▸ **Potongan Dokumen**
Timika,
12 juni 2011
Untuk pertama
kalinya dalam hidupku, berada di belahan Indonesia Timur, di bumi Papua,
setelah menempuh 14 jam perjalanan...
Kemarin, Sabtu
pagi, jam 6.30 wit, kami mendarat di bandara Mozes Kilangin Timika, Mimika. Kuhirup
udara Papua untuk kali pertama. Kucari aroma khas yang akan kuingat selamanya.
Beberapa ibu menjemput
kami, diantaranya bu Witri istri pak Joko. Juga beberapa rekan yang konon hampir
semua pernah tinggal di Jogja.
“ Ini plat AB
semuanya...” kata bu Witri. Kami semua tertawa.
Bandara Papua sudah
direnovasi dan mulai dipergunakan sejak tahun 2009. Sebelumnya konon lebih
mirip kandang sapi lantaran bangunannya dari kayu. Sekarang bangunan lama tetap
dipergunakan untuk gudang kargo.
Walaupun sudah dibangun
dan diperluas, kurasakan masih sempit juga. Kami berdesakan mengantri untuk
mengambil bagasi. Aku sempatkan ke toilet, dan agak takjub. Luar biasa bahwa
kutemukan toilet dalam kedaan yang relatif bersih.
Beberapa tulisan
dan simbol menandakan bahwa ada kontribusi PT
Freeport dalam pembangunan bandara.
Kami mampir untuk
menikmati sarapan di sebuah warung coto makassar yang baru setengah buka. Baru
setengah buka, karena terlalu pagi kami mampir, sehingga kami harus menanti
untuk beberapa saat sebelum pemiliknya siap untuk menghidangkan. Bagiku itu
juga menguntungkan. Pasalnya sejak semalam aku terkena diare. Entah makanan
mana yang membuat masalah di perutku. Mungkin menu rawon dan sambal di bandara
Jogja atau entah apa. Sampai pagi itu sudah 7 kali menguras perut.
Penantian
kami terbayar dengan coto makassar yang enak. Kami makan dengan ketupat. Aku
habis 2 bungkus ketupat. Hmm sambutan yang hangat dari iteman-teman di Timika.
Kami
menuju hotel Serayu. Konon dulunya adalah hotel tertua, terbagus dan terbesar
di Timika. Kalau sekarang sudah ada hotel-hotel yang lebih besar. Hotel Serayu
milik seorang yang dermawan... banyak tamu teman-teman yang mendapat fasilitas
menginap gratis di hotel ini. Subhanallah semoga pahala mengalir untuk pemilik
hotel ini.
Kamar
707 tempat kami menginap, persis di belakang meeting room tempat acara talk
show parenting Ahad pagi yang akan kami isi. Kamarnya cukup nyaman. Kalau di
kota lain mungkin setara dengan kelas melati. Tidak tahu apa kelasnya di sini.

▸ **Daftar Catatan**
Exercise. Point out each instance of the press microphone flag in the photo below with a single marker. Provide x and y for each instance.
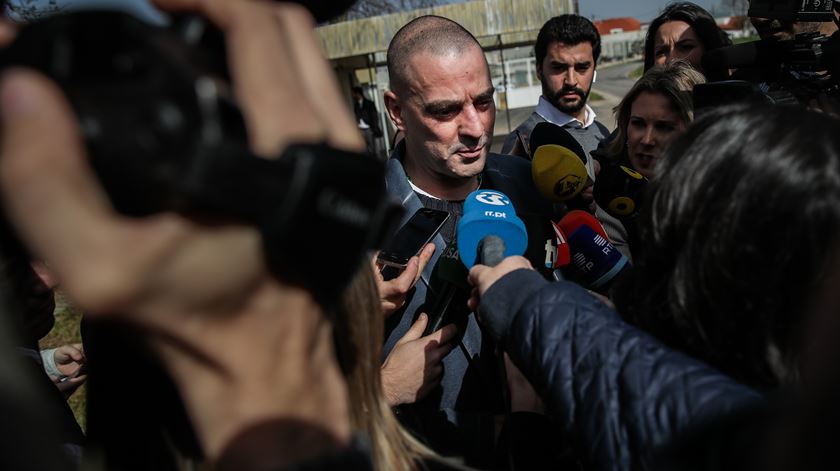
(595, 262)
(490, 213)
(619, 191)
(558, 173)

▸ **Soal Latihan**
• 1. Menurut catatan perjalanan ke Timika, untuk apa bangunan lama bandara dipergunakan sekarang?
• 2. Teruskan catatan perjalanan ke Timika setelah kalimat terakhirnya.

▸ **Jawaban Berurutan**
• 1. Bangunan lama bandara sekarang dipergunakan untuk gudang kargo.

• 2.
Ada tempat tidur double bed, almari dan 2 meja. Satu kursi baca, satu kursi
kerja. Televisi sharp flat 32 inc. Ac dan keran mandi shower air panas-dingin. Kami merasa
nyaman beristirahat menebus ngantuk dan kepenatan. Maklum, transit 4 jam di
bandara Ngurah Rai Denpasar, aku hanya dapat
memejamkan mata 1 jam. Selebihnya bolak-balik menguras isi perut di kamar
mandi.
Siang
ini kami mengisi acara pelatihan samara untuk yang sudah berkeluarga dan yang
lajang. Semua usia diundang. Bahkan anak remaja, anak SD, TK dan bayi-bayi ikut
hadir. Ruang aula atas SDIT Permata Papua yang cukup luas, penuh hadirin sampai
kekurangan kursi.
Acara
mengalir lancar, kami berdialog hingga lewat waktu ashar. Sore itu kami kembali
ke hotel. Suamiku akan mengisi tabligh akbar di masjid Baitussalam antara
maghrib dan isya.
SDIT
Permata Papua terletak satu komplek dengan TKIT dan sedang merencanakan untuk
membangun SMPIT. Lokasinya cukup memadai dengan halaman yang luas. Entah nanti
jika bertambah dengan SMPIT, apakah akan masih nampak luas.
Kami
hadir di Timika untuk mengisi rangkaian acara wisuda dan tutup tahun TKIT
Permata Papua. Luar
biasa bukan, acara tutup tahun TKIT menghadirkan kami jauh-jauh dari Jogja.
Malam
Ahad kami makan di rumah makan sea food. Menu andalannya adalah kepiting masak
asam manis. Kepitingnya sungguh besar. Satu kepiting sampai memenuhi satu nampan
ukuran sedang. Kuperkirakan diameter cangkangnya ada lebih dari 25 cm. Orang setempat
menyebutnya karaka. Rasanya sungguh gurih dan nikmat. Kami menggunakan tang
khusus untuk membuka cangkang kaki dan capitnya.
Selain
itu juga dihidangkan ikan bakar yang cukup besar serta udang bakar yang tidak
kalah sedap. Sayangnya aku alergi udang sehingga hanya berani makan sedikit.
Cah kangkung juga enak. Wah aku sampai nambah dan lupa dengan urusan diareku.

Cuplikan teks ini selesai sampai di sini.